PASSAGE GIVEN:
So, you give me Lucky, one of my absolute favorite villagers, and one I've been wanting for such a long time.... At the same time as dropping that garbage tier rodent that gave me so much grief in trying to get pwps off her and even without _that[_ going against her, she was still one of the worst villagers I've ever had.

I don't know how to feel right now....


----------



## shunishu (Oct 15, 2018)

when the event started i didn't like the giant eevee plush too much, now i'm gathering for my second one.. :0 i'm doing well thanks for asking haha *help*

someone on the ac reddit pointed out that the eevee onesie leaves little paw prints behind you :0


----------



## That Marshal Fangirl (Oct 16, 2018)

shunishu said:


> when the event started i didn't like the giant eevee plush too much, now i'm gathering for my second one.. :0 i'm doing well thanks for asking haha *help*
> 
> someone on the ac reddit pointed out that the eevee onesie leaves little paw prints behind you :0



Wait really?!  I hadn’t noticed.  Now I have to go back and check, thanks lol.

GIVEN TASK A: Reproduce the forum thread between "So, you give" and "I've ever had.", inclusive.
GIVEN TASK B: According to the forum thread, what did someone on the ac reddit point out?
GIVEN TASK C: List every name of a villager or forum user that appears in the forum thread.

EXCERPTED RECORDS:
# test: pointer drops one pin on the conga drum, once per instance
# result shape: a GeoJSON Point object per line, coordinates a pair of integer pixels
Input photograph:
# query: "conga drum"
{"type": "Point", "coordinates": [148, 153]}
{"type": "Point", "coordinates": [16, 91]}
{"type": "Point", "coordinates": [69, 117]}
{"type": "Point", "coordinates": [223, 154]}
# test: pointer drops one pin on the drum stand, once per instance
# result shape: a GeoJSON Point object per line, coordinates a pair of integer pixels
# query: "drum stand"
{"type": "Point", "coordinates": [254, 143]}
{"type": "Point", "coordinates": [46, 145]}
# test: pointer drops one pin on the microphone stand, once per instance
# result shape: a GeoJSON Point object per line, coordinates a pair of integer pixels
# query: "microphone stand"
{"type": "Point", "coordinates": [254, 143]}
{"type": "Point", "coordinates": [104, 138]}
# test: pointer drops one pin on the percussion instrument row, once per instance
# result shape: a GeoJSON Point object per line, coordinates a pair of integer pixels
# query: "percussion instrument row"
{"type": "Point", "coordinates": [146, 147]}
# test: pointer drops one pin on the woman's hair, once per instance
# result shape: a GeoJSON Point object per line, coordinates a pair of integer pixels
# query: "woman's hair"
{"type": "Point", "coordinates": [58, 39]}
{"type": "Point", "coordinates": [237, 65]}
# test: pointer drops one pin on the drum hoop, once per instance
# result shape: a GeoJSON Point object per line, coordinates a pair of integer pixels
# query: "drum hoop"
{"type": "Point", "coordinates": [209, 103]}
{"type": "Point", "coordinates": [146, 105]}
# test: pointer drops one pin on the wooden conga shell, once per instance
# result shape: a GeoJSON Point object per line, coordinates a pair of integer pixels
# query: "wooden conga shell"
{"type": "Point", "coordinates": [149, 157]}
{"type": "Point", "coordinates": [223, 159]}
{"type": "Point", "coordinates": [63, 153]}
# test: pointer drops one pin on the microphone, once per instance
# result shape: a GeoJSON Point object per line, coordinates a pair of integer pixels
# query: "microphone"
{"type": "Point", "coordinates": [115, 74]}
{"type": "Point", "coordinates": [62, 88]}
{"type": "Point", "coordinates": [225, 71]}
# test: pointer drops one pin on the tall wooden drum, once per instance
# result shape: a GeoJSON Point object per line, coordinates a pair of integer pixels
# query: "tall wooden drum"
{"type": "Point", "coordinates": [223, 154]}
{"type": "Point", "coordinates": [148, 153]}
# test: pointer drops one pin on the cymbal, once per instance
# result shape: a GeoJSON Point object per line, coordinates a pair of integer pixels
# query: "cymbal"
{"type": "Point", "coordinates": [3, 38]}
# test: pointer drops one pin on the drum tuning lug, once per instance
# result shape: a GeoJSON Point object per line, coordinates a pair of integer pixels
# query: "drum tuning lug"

EXERCISE OUTPUT A:
So, you give me Lucky, one of my absolute favorite villagers, and one I've been wanting for such a long time.... At the same time as dropping that garbage tier rodent that gave me so much grief in trying to get pwps off her and even without _that[_ going against her, she was still one of the worst villagers I've ever had.

EXERCISE OUTPUT B: That the eevee onesie leaves little paw prints behind you.

EXERCISE OUTPUT C:
Lucky
shunishu
That Marshal Fangirl